GIVEN INSTRUCTION
Add 63 to every x and y coordinate in the answers, change no other numbers, and write out every line from the one containing "mark: white cloud" down to the end of the records.

DATASET EXCERPTS
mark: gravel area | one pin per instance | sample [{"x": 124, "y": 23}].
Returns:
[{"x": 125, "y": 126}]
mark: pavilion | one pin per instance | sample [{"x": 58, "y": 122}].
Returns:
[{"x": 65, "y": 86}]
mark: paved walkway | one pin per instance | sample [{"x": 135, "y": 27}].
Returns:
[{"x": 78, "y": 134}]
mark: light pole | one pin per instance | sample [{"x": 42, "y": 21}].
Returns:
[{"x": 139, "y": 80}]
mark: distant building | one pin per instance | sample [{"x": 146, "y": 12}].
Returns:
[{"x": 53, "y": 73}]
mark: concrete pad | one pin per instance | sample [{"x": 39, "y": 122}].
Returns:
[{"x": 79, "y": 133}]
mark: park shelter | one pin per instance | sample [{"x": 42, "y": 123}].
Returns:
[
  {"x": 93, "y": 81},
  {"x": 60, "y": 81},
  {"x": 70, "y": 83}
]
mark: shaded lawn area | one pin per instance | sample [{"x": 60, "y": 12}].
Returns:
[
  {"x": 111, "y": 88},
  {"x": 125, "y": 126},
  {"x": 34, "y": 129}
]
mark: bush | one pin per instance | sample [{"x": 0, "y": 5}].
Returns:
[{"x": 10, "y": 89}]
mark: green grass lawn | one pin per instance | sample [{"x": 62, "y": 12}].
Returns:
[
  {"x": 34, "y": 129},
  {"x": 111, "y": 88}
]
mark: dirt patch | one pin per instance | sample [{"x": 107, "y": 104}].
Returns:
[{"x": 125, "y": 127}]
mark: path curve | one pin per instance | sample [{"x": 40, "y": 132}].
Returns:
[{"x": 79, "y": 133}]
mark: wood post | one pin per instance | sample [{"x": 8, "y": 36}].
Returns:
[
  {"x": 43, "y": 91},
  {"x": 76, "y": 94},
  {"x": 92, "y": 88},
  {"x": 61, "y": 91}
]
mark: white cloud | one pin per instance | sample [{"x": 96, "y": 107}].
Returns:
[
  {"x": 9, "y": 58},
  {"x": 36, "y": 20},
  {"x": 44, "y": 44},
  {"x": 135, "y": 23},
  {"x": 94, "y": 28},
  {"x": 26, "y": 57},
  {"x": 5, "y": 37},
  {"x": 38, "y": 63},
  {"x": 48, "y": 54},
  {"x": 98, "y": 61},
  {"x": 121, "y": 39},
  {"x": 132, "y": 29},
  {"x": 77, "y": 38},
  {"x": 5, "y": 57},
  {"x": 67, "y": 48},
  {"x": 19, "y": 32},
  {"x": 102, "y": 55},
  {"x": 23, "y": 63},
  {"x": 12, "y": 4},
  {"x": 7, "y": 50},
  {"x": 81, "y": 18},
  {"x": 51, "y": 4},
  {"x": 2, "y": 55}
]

FULL ANSWER
mark: white cloud | one pin per instance | sample [{"x": 96, "y": 107}].
Returns:
[
  {"x": 72, "y": 121},
  {"x": 99, "y": 83},
  {"x": 107, "y": 107},
  {"x": 198, "y": 86},
  {"x": 157, "y": 91},
  {"x": 89, "y": 120},
  {"x": 68, "y": 100},
  {"x": 101, "y": 126},
  {"x": 111, "y": 117},
  {"x": 161, "y": 124},
  {"x": 184, "y": 102},
  {"x": 195, "y": 92},
  {"x": 140, "y": 101},
  {"x": 68, "y": 120},
  {"x": 130, "y": 111},
  {"x": 82, "y": 95},
  {"x": 165, "y": 118},
  {"x": 86, "y": 126},
  {"x": 75, "y": 67},
  {"x": 70, "y": 113},
  {"x": 144, "y": 81},
  {"x": 114, "y": 67},
  {"x": 65, "y": 118}
]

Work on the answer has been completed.